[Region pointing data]
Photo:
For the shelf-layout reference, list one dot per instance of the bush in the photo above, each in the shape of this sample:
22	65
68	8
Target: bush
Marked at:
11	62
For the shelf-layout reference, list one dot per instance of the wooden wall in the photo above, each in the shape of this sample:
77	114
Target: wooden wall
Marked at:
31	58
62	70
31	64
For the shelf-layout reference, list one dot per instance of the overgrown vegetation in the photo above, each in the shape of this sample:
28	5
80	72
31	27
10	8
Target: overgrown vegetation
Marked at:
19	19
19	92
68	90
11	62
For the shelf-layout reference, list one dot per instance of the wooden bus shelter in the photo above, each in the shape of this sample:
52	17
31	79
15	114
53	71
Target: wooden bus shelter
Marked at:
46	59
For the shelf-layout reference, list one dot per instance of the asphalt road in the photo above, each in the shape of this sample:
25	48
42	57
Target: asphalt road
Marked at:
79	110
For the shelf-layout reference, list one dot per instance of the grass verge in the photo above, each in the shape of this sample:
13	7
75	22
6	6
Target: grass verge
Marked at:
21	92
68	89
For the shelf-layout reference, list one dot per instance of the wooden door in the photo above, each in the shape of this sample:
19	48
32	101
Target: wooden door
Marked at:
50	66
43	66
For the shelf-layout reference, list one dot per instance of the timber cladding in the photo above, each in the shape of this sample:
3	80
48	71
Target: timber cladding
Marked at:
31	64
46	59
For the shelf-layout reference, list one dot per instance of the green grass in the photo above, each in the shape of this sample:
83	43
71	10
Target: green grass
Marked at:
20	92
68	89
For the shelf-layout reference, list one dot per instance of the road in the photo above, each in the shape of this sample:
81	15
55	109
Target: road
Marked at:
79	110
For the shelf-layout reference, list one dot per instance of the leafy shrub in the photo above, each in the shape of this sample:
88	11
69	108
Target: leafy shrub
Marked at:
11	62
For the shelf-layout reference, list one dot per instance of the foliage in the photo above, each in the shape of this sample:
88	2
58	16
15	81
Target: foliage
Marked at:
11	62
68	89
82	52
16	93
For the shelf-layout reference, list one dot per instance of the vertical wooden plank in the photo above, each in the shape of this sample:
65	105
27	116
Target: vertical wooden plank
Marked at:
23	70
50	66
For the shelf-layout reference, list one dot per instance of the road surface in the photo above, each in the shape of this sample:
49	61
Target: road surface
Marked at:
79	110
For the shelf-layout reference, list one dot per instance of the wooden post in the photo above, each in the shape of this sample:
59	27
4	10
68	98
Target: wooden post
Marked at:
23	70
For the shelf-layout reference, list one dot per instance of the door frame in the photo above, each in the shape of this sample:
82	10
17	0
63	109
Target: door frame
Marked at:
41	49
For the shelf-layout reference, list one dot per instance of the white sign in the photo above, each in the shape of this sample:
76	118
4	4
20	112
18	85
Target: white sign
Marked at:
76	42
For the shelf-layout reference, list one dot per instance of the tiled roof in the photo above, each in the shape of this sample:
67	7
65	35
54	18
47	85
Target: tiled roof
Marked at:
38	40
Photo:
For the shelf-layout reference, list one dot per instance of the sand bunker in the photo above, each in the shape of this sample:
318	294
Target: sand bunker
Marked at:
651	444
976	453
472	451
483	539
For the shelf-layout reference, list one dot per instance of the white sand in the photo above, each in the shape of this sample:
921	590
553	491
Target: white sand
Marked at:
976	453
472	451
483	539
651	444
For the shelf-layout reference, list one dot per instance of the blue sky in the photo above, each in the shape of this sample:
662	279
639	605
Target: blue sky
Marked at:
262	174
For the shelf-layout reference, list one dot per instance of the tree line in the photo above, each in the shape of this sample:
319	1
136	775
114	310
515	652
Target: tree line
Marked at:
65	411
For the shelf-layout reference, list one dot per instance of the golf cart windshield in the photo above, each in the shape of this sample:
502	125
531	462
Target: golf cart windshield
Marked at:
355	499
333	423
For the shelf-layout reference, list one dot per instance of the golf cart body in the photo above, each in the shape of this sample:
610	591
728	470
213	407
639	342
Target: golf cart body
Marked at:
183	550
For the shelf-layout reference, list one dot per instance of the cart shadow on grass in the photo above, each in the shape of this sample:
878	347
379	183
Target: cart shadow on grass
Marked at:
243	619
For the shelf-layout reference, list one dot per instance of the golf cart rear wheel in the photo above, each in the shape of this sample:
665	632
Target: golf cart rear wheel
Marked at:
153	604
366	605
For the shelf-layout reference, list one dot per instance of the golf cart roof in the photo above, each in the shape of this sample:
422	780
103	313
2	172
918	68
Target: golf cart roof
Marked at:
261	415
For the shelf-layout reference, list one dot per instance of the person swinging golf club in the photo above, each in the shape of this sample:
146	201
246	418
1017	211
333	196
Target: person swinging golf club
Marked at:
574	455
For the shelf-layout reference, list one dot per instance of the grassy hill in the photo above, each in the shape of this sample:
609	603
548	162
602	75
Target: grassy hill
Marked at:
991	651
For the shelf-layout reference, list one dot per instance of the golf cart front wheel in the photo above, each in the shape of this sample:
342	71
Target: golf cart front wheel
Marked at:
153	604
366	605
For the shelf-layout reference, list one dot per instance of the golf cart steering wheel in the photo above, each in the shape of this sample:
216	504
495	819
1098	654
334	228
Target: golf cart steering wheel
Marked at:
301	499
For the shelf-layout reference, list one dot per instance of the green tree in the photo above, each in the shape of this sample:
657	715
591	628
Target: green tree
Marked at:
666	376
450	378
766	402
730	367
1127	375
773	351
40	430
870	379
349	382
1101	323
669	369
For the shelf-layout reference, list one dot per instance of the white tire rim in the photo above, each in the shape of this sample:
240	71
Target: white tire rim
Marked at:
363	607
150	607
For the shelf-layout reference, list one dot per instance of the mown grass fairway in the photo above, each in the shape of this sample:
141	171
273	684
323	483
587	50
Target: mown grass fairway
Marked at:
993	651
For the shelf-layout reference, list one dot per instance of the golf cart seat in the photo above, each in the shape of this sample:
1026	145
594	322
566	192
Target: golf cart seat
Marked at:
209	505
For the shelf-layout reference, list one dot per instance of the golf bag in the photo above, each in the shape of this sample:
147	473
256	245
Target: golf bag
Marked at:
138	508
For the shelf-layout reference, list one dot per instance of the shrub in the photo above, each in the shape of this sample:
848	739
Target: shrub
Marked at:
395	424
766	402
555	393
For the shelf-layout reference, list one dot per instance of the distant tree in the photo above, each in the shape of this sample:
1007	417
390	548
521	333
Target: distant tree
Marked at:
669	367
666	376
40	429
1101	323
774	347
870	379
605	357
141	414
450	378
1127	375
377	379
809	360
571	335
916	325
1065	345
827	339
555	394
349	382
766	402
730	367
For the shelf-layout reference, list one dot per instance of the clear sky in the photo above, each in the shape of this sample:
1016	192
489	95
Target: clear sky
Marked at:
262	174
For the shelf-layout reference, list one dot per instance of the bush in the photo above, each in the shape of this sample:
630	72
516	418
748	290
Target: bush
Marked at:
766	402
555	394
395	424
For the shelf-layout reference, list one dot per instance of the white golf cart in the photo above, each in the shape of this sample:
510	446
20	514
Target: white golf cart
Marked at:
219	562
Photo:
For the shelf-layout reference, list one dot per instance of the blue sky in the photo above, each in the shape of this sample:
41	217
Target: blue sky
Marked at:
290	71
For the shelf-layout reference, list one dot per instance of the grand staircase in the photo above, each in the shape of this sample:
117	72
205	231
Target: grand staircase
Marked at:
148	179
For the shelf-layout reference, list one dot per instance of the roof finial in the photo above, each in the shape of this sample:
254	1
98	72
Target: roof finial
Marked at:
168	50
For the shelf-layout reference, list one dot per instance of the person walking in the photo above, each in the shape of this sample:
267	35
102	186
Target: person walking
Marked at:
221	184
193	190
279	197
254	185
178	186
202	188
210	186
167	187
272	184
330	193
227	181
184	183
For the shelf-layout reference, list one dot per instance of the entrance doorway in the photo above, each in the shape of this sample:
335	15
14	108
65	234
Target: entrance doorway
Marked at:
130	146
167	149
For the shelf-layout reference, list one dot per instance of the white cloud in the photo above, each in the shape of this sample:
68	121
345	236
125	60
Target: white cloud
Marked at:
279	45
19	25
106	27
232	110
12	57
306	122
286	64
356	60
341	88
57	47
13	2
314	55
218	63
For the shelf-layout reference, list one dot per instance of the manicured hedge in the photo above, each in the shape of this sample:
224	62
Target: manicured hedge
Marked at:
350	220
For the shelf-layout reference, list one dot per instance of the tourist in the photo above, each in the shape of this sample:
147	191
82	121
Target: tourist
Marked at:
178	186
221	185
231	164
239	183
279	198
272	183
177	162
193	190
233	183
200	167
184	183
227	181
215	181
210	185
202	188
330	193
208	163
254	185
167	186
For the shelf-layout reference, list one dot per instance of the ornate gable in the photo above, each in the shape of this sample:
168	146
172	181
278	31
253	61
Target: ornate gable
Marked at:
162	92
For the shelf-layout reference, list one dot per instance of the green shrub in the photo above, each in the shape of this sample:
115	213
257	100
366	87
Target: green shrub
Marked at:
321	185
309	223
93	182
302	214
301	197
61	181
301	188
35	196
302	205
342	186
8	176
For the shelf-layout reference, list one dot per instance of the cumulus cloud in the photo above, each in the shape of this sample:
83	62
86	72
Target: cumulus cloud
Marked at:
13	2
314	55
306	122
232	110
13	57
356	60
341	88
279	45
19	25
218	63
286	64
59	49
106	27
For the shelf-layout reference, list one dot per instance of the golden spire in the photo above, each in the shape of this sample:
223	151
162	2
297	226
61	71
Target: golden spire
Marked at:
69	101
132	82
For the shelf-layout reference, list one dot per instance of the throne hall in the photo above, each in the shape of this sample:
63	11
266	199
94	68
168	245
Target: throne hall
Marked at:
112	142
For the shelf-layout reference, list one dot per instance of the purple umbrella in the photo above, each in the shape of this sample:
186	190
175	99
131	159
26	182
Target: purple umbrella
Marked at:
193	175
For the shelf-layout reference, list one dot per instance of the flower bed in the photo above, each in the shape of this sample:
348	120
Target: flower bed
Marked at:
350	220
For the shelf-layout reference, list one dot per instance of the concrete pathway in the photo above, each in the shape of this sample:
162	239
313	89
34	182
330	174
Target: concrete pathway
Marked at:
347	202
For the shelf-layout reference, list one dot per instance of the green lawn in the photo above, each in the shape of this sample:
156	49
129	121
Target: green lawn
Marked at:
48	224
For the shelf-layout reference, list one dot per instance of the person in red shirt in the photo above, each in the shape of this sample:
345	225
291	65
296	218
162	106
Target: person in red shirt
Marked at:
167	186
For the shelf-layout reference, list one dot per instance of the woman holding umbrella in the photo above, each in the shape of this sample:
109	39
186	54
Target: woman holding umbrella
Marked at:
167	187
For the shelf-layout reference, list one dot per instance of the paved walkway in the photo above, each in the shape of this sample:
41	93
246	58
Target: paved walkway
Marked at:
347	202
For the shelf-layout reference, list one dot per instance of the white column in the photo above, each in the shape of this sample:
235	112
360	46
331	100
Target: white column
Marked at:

» About this task: Look through the data and gather every line with the string "sign" in it.

» Result of the task:
For the shelf-layout reference, list one dot per instance of the white sign in the photo above, each in the shape of this sample:
Target: white sign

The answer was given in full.